▸ **Requirement**: Rewrite the items below as a numbered list, starting at the line containing "TARGET: center circle marking" and running through the end of the items, both ends included. Leave out blank lines.
========
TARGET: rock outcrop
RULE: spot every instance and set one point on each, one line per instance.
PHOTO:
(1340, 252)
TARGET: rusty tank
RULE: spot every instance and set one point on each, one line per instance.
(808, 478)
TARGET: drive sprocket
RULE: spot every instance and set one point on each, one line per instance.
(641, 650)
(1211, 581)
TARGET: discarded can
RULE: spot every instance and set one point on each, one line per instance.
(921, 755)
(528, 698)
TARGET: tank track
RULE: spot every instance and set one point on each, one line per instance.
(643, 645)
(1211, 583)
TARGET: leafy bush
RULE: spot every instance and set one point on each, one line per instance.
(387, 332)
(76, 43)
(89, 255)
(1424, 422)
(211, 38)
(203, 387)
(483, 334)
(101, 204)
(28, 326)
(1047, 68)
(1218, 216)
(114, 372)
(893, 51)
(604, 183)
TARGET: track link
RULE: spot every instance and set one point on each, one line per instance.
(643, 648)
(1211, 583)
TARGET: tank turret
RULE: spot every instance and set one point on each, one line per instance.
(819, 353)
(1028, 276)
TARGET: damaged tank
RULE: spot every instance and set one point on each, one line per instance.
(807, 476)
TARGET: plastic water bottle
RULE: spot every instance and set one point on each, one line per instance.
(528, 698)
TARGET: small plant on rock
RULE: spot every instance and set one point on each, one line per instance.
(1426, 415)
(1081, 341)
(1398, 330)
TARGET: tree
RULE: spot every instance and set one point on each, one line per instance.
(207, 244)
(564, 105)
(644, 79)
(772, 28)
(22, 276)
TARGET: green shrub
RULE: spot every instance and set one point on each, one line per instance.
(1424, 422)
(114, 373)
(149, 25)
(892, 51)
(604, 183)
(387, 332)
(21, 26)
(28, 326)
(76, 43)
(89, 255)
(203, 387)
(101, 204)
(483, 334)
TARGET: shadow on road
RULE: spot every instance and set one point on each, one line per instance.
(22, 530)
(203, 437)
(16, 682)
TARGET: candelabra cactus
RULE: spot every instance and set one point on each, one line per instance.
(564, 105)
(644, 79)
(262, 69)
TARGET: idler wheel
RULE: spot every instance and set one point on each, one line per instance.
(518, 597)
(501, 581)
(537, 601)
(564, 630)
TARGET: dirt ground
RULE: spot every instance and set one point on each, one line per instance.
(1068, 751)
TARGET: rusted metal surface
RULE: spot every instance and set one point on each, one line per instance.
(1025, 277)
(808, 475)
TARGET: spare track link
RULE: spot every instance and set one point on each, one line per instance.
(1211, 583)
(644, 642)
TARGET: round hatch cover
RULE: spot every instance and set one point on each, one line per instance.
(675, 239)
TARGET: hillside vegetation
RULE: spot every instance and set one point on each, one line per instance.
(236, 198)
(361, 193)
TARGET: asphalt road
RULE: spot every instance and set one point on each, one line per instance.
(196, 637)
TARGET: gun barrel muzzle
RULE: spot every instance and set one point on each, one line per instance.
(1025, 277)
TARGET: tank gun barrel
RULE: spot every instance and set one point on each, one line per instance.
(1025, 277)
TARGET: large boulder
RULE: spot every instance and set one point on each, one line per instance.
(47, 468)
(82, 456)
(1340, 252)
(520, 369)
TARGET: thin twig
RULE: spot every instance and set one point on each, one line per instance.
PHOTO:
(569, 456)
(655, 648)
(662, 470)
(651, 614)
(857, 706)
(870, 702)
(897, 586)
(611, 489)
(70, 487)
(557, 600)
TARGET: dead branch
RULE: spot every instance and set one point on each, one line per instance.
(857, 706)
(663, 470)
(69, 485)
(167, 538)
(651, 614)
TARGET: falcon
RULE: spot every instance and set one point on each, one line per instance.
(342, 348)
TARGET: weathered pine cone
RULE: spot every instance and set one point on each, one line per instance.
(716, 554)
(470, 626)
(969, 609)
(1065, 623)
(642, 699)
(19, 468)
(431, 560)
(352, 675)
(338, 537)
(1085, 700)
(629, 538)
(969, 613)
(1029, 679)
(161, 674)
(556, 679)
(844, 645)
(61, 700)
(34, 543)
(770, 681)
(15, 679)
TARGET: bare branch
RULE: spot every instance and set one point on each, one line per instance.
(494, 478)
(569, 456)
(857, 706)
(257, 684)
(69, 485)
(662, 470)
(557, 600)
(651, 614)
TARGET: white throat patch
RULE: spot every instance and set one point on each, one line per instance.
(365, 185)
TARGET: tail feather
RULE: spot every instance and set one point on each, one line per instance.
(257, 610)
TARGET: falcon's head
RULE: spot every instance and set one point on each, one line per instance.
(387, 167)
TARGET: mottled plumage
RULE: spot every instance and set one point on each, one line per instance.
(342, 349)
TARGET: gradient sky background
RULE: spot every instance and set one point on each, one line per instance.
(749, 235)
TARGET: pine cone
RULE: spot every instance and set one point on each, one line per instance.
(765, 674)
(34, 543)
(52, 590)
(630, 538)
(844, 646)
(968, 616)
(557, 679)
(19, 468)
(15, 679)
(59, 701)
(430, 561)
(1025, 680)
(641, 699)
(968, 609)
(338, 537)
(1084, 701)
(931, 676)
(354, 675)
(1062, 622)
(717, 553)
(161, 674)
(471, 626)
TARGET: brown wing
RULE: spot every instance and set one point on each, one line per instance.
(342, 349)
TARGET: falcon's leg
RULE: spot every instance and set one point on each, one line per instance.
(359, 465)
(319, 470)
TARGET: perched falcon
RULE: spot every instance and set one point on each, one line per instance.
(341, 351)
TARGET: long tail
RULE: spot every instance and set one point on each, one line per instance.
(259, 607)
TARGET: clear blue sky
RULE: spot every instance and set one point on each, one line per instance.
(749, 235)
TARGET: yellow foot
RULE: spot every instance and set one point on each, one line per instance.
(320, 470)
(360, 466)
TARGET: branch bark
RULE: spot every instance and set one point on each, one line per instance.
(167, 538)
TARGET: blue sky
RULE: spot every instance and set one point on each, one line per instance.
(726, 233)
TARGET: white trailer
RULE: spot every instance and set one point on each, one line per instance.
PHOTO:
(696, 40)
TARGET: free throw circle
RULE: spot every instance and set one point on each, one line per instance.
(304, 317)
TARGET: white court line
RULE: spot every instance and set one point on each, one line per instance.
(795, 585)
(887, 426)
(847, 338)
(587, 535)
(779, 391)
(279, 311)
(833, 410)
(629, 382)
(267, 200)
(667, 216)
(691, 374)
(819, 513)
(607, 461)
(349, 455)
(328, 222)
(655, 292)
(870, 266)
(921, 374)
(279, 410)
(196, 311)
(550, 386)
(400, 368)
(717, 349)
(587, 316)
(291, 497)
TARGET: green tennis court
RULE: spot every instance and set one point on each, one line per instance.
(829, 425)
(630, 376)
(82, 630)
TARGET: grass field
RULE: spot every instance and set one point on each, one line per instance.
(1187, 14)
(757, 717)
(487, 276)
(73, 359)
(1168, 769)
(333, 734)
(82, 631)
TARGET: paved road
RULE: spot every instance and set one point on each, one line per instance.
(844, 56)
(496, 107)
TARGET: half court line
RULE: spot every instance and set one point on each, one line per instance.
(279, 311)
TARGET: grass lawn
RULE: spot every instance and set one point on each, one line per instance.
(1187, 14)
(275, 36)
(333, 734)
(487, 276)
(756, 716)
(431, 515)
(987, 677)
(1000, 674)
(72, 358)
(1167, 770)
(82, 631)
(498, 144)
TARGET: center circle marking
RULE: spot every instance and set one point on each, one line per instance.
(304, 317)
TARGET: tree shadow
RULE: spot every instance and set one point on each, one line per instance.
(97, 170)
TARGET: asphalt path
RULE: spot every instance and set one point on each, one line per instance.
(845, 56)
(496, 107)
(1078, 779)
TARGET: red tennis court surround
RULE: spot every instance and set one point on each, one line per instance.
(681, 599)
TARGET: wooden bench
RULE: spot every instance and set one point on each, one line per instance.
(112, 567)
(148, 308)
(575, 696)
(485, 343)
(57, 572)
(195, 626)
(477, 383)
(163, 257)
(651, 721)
========
▸ **Written reply**:
1. TARGET: center circle marking
2. RULE: spot every instance and set one point on each, one line per instance.
3. (304, 317)
4. TARGET: tree shadow
5. RULE: spot every instance and set one point on each, one line per instance.
6. (97, 170)
7. TARGET: asphalt path
8. RULE: spot every instance and set one point on each, one line per instance.
9. (845, 56)
10. (496, 107)
11. (1078, 779)
12. TARGET: red tennis court surround
13. RULE: spot every instance and set one point on each, one line per instance.
14. (681, 599)
15. TARGET: wooden bench
16. RULE: spot every instance and set one point on each, one line per instance.
17. (112, 567)
18. (148, 308)
19. (575, 696)
20. (485, 343)
21. (57, 572)
22. (195, 626)
23. (477, 383)
24. (163, 257)
25. (651, 721)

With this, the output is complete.